PHIPA Compliance
AutoRx is built for pharmacies operating as health information custodians under Ontario's Personal Health Information Protection Act (PHIPA). When AutoRx processes prescriptions on your behalf, it acts as your agent under PHIPA, bound by the same obligations that apply to your pharmacy. This page summarizes how AutoRx aligns with those obligations. Your commercial agreements (a BAA and a DPA) set the binding terms; the Trust Center and Security pages document the operational controls.
AutoRx's role under PHIPA
Under PHIPA, your pharmacy is the health information custodian and remains accountable for the personal health information it holds. AutoRx is an agent acting on your instructions: it collects, uses, and discloses personal health information only as needed to enter and validate prescriptions in Kroll, and only as your agreements permit. AutoRx does not use patient data for any purpose beyond the service you have engaged it for, and never sells it or shares it for advertising.
How AutoRx aligns with PHIPA
- Canadian data residency. All personal health information is stored and processed in Canadian data centres, encrypted in transit and at rest. Nothing is routed outside Canada.
- Need-to-know access and circle of care. Access is limited to the automated pipeline and the authorized staff at your pharmacy. AutoRx staff access is restricted to support and incident response, logged, and governed by confidentiality obligations.
- Consent directives (lockbox). AutoRx reads only the records your Kroll permissions expose. Where a patient has restricted a record in your PMS, AutoRx works within that restriction.
- Accuracy. Because AutoRx reads the patient profile, drug history, and your formulary before every write, it is built to enter prescriptions accurately and route anything uncertain to a pharmacist rather than guessing.
- Audit logs. Every parse, write attempt, retry, and human correction is recorded with a timestamp and actor, available for regulatory review on request.
- Breach notification. AutoRx's incident-response process supports your PHIPA breach-notification obligations, with prompt notice to your pharmacy of any security incident affecting your data.
- Subprocessor disclosure. Every subprocessor that may touch personal health information is disclosed in the Trust Center, with Canadian residency maintained.

- [Tasks to carry out]
(a) Reproduce the PHIPA compliance page from "How AutoRx aligns with PHIPA" to "rather than guessing.".
(b) Render this sentence from the PHIPA compliance page in French: "AutoRx reads only the records your Kroll permissions expose."
(c) Write the next part of the PHIPA compliance page, picking up after its final list item.

(Referring expression data)
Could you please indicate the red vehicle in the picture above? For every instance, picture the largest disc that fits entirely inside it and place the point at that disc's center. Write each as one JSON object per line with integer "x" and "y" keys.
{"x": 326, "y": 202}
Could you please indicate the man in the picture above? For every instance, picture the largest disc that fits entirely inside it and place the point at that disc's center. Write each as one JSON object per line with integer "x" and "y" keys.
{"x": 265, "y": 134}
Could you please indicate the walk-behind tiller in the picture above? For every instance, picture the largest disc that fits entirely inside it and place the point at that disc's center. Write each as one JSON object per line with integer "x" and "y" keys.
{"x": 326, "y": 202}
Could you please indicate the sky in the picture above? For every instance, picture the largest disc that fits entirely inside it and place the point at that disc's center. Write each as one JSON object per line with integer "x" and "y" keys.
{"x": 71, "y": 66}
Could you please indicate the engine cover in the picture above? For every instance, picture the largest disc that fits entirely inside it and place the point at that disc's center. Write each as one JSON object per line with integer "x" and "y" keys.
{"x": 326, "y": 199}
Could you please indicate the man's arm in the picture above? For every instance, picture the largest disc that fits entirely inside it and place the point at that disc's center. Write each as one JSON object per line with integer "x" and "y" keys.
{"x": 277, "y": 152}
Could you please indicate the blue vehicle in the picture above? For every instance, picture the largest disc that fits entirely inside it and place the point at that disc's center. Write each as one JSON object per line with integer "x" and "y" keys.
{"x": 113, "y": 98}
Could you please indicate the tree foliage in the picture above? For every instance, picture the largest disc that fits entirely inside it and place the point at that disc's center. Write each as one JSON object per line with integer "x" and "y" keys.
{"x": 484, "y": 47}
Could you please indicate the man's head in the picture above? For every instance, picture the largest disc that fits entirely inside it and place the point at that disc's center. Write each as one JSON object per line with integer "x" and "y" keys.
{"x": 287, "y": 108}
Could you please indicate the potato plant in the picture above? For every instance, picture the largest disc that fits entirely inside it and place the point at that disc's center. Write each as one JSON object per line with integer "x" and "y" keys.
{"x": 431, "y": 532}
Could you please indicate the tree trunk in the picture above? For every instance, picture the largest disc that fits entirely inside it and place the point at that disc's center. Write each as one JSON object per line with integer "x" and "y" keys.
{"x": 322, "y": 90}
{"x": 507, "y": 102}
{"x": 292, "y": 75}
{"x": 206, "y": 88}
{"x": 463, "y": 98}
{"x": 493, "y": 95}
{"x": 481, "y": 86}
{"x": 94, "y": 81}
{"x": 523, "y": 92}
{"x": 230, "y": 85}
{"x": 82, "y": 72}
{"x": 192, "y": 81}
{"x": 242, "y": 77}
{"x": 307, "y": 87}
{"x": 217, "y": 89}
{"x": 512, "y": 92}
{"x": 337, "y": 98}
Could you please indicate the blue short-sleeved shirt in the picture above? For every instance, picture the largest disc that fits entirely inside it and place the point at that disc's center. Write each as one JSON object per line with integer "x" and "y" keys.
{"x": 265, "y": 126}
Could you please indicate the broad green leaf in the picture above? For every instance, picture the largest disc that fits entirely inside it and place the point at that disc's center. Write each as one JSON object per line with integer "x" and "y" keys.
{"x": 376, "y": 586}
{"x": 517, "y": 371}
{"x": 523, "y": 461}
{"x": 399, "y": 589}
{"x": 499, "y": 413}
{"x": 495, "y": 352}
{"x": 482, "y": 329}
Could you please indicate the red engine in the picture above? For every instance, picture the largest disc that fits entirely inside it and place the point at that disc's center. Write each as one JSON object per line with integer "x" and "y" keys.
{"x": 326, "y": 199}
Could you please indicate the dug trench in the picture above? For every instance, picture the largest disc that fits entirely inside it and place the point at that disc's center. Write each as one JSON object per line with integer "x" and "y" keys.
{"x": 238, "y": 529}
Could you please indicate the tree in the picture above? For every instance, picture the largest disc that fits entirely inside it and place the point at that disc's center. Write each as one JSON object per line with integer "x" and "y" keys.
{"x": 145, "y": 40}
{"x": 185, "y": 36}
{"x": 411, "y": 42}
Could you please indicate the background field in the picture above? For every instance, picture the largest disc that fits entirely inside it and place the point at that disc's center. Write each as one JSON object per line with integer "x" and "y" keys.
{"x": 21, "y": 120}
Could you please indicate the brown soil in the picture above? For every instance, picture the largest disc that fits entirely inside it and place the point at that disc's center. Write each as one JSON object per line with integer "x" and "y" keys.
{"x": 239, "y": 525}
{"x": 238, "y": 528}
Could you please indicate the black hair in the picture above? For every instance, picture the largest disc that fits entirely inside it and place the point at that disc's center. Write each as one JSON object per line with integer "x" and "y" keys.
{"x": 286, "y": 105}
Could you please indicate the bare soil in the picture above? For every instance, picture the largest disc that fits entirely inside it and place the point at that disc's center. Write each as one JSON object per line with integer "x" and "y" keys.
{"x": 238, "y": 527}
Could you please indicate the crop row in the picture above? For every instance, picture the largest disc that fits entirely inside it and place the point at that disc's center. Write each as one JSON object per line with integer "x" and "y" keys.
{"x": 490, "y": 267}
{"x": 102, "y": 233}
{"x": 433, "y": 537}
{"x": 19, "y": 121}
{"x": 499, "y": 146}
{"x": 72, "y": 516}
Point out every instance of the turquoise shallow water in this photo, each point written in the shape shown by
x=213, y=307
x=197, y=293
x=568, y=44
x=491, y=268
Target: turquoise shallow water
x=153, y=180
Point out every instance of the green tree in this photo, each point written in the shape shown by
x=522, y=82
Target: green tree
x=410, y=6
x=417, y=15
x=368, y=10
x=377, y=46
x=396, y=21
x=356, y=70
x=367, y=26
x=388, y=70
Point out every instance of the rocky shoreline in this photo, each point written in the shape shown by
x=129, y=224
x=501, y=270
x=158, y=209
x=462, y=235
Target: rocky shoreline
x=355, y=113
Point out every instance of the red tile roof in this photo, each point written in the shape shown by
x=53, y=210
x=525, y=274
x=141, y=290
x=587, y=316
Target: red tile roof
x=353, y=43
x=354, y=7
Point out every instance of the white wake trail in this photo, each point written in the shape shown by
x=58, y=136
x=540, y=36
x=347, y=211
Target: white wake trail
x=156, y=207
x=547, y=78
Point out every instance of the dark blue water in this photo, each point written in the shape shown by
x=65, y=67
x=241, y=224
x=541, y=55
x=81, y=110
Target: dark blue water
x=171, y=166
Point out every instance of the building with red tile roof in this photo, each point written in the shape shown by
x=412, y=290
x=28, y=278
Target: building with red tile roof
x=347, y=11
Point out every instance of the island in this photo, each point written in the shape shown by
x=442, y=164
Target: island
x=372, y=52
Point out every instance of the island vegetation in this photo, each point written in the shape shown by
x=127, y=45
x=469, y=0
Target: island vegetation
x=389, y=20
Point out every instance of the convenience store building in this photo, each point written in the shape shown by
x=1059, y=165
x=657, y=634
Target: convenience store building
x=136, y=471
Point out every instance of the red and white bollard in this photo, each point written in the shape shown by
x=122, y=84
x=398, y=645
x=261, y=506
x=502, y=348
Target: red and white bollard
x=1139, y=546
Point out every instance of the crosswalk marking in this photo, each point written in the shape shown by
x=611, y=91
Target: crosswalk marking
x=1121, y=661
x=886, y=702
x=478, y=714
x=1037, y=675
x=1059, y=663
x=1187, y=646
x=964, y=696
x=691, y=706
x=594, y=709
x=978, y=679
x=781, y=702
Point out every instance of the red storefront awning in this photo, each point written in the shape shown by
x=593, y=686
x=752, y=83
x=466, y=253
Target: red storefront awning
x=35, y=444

- [Numbered responses]
(a)
How AutoRx aligns with PHIPA
- Canadian data residency. All personal health information is stored and processed in Canadian data centres, encrypted in transit and at rest. Nothing is routed outside Canada.
- Need-to-know access and circle of care. Access is limited to the automated pipeline and the authorized staff at your pharmacy. AutoRx staff access is restricted to support and incident response, logged, and governed by confidentiality obligations.
- Consent directives (lockbox). AutoRx reads only the records your Kroll permissions expose. Where a patient has restricted a record in your PMS, AutoRx works within that restriction.
- Accuracy. Because AutoRx reads the patient profile, drug history, and your formulary before every write, it is built to enter prescriptions accurately and route anything uncertain to a pharmacist rather than guessing.

(b) AutoRx ne lit que les dossiers que vos autorisations Kroll rendent accessibles.

(c)
The agreements behind it
PHIPA expects custodians to bind their agents in writing. AutoRx provides a Business Associate Agreement (BAA) and a Data Processing Agreement (DPA) that define permitted uses, security obligations, breach handling, and subprocessor terms. Request both before any prescription data moves. See also our PIPEDA compliance summary for the federal private-sector privacy layer that applies alongside PHIPA, and the PHIPA glossary entry for a plain-language definition.
Frequently asked questions
Is AutoRx PHIPA compliant?
Yes. AutoRx is designed for Ontario's Personal Health Information Protection Act from the ground up. It acts as your agent under PHIPA, stores all personal health information in Canadian data centres, operates under a Business Associate Agreement (BAA) and a Data Processing Agreement (DPA), and logs every action for regulatory review.
Where is patient data stored under PHIPA?
All personal health information AutoRx processes is stored and processed in Canadian data centres, encrypted in transit and at rest. Data is never stored or routed outside Canada, and every subprocessor that may touch patient data is disclosed in the AutoRx Trust Center.
Does AutoRx respect a patient's lockbox or consent directive?
Yes. AutoRx reads only the records your Kroll permissions expose. Where a patient has placed a consent directive (a lockbox) on their record in your pharmacy management system, AutoRx operates within those restrictions rather than overriding them.
What happens in a privacy breach?
AutoRx's incident-response process is built to support your PHIPA breach-notification duties. Your pharmacy is notified promptly of any security incident affecting your data, with the detail needed to meet your obligations to the Information and Privacy Commissioner of Ontario and to affected individuals.